TASK DESCRIPTION: In the data below, find the line that contains "The goal is" and the line that contains "negative clicks: (199, 23) (205, 171)". Copy both, plus every line between them, exactly.

(Stored items)
※ ※ ※
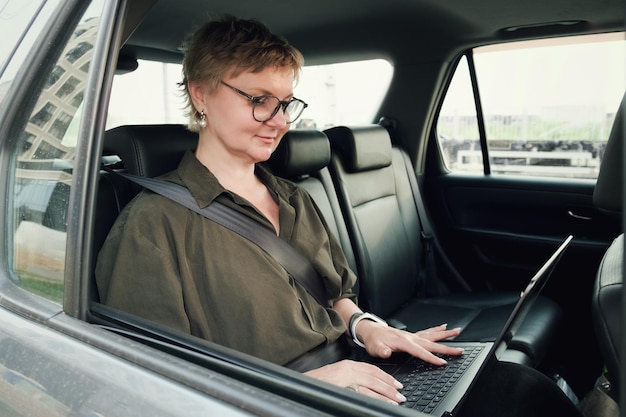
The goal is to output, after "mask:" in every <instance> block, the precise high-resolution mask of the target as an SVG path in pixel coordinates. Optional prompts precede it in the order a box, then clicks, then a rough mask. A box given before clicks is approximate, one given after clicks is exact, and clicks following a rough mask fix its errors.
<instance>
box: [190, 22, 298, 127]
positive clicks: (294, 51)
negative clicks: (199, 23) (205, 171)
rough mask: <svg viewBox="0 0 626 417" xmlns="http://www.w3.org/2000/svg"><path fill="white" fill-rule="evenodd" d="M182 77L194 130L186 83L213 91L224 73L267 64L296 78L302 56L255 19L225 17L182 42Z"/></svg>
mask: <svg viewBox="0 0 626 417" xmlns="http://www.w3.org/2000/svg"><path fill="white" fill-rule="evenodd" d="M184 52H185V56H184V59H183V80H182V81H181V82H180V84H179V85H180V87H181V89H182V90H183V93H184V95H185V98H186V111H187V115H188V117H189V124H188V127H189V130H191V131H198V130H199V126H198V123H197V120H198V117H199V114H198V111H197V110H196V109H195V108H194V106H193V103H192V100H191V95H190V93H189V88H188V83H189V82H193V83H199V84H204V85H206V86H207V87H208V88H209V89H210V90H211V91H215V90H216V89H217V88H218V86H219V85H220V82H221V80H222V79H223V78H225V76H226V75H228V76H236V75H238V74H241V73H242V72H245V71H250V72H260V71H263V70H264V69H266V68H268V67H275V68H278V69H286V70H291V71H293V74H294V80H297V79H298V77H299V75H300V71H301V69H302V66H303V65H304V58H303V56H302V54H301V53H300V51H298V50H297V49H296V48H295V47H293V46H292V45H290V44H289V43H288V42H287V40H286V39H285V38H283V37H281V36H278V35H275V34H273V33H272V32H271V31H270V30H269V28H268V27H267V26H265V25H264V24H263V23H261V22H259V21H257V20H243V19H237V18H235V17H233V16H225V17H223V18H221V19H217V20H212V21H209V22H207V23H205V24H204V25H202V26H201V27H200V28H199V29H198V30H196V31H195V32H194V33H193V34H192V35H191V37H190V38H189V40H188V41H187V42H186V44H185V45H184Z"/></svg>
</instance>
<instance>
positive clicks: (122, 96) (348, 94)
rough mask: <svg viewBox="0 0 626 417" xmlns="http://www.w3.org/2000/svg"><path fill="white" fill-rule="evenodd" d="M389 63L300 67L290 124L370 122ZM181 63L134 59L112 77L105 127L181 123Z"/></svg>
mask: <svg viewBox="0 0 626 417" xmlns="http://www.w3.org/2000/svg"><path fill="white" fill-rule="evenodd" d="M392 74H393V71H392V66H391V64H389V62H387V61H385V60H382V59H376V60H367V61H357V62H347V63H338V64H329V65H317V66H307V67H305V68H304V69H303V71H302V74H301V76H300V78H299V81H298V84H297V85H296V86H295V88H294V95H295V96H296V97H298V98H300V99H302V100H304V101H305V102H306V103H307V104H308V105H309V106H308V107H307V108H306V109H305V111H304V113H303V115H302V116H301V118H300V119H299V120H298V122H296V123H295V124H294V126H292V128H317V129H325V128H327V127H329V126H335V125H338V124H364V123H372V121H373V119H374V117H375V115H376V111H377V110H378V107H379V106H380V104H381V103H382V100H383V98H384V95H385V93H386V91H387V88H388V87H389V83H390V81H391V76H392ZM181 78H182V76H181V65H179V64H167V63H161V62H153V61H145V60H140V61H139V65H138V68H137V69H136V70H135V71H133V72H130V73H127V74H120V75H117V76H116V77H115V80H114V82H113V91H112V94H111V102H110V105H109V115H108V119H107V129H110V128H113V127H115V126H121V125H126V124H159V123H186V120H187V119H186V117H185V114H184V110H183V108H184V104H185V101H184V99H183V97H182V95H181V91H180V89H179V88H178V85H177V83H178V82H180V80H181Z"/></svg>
※ ※ ※
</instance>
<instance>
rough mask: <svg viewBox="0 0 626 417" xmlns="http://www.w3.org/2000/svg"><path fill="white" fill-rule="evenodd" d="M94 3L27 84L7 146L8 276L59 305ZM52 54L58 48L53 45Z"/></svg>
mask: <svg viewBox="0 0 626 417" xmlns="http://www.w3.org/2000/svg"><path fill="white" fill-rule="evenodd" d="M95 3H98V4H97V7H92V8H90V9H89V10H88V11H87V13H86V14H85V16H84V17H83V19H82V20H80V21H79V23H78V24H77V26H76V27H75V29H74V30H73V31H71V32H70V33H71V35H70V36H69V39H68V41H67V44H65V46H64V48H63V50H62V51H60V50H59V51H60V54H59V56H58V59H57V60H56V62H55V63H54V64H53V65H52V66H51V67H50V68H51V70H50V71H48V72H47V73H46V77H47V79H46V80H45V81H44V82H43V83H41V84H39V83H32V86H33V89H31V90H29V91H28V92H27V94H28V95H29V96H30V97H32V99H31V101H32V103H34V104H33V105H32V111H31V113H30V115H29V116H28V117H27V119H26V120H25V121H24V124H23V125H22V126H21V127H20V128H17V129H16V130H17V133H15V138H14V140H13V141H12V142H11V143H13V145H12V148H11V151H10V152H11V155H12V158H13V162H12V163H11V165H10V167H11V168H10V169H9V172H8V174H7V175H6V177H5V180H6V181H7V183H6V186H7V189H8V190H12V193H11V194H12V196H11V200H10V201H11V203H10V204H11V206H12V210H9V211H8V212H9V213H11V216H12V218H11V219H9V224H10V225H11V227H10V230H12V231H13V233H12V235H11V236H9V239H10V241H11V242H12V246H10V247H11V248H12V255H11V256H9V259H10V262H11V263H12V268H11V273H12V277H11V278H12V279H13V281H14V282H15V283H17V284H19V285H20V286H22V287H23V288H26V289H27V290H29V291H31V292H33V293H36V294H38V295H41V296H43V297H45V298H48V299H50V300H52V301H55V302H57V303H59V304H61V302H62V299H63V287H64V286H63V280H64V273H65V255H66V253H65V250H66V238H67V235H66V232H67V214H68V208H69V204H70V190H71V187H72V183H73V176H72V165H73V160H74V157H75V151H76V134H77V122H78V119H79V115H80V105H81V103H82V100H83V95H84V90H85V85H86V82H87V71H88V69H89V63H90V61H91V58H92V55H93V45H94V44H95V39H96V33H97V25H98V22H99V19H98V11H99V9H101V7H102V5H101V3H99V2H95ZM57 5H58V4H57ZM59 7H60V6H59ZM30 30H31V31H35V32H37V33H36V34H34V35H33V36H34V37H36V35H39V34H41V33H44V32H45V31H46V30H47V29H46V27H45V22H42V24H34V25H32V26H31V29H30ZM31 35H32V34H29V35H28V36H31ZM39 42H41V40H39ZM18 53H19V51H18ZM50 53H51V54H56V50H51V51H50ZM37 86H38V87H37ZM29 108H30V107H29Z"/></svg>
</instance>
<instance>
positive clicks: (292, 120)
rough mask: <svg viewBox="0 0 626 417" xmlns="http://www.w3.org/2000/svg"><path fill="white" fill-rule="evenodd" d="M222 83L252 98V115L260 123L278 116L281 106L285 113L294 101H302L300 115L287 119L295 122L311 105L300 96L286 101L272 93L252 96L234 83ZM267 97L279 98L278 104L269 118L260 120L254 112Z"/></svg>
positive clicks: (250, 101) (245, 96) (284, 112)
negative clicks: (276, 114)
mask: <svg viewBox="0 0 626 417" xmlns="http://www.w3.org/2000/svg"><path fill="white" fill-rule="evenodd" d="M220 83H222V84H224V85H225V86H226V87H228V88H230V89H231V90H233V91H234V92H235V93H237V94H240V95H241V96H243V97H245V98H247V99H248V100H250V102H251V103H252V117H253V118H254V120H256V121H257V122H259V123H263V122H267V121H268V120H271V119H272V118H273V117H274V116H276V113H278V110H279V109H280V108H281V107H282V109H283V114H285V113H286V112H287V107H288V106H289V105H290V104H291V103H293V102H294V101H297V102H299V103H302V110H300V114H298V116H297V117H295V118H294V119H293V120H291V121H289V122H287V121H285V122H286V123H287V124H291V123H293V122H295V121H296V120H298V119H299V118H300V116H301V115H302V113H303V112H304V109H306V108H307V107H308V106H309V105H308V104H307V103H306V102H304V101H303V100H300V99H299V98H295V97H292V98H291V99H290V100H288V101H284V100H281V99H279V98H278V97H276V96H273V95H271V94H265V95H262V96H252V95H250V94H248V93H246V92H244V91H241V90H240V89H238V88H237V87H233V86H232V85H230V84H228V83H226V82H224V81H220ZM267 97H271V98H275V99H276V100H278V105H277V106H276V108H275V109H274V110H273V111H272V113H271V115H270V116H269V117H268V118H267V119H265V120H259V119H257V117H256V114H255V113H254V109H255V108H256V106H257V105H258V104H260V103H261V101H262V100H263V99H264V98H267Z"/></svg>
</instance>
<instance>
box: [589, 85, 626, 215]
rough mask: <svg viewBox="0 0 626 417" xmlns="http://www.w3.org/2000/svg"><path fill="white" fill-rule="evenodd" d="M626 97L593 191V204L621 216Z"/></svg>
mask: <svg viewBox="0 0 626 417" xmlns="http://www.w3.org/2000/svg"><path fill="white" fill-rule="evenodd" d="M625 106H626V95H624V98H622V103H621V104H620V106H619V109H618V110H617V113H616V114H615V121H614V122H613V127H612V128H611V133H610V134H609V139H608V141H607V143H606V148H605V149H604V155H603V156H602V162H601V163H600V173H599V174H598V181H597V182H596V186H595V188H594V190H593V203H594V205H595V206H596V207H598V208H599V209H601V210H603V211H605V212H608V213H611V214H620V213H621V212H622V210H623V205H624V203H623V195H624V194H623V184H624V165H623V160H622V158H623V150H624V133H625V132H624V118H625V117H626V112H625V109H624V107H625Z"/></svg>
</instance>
※ ※ ※
EXERCISE OUTPUT:
The goal is to output, after "mask:" in every <instance> block, the precise high-resolution mask of the target as an SVG path in pixel coordinates. Optional prompts precede it in the order a box, then clicks, then a rough mask. A box given before clicks is approximate, one given after clicks is exact, and clicks following a rough mask fix its errors.
<instance>
box: [190, 22, 298, 127]
positive clicks: (294, 51)
negative clicks: (199, 23) (205, 171)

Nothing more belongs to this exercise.